--- begin Material provided ---
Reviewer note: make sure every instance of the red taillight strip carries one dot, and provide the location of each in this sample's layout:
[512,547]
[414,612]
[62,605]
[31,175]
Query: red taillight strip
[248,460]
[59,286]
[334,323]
--- end Material provided ---
§ **Aim of the exercise**
Convert the lines above into a Markdown table with the columns "Number" and "Line," one row per line, leaving out any blank lines.

§ **In response**
| Number | Line |
|---|---|
| 1 | Reviewer note: make sure every instance of the red taillight strip carries one dot, and provide the location of each in this sample's layout: |
| 2 | [512,547] |
| 3 | [414,612] |
| 4 | [62,605] |
| 5 | [31,175] |
| 6 | Query: red taillight strip |
| 7 | [248,460] |
| 8 | [59,286] |
| 9 | [334,323] |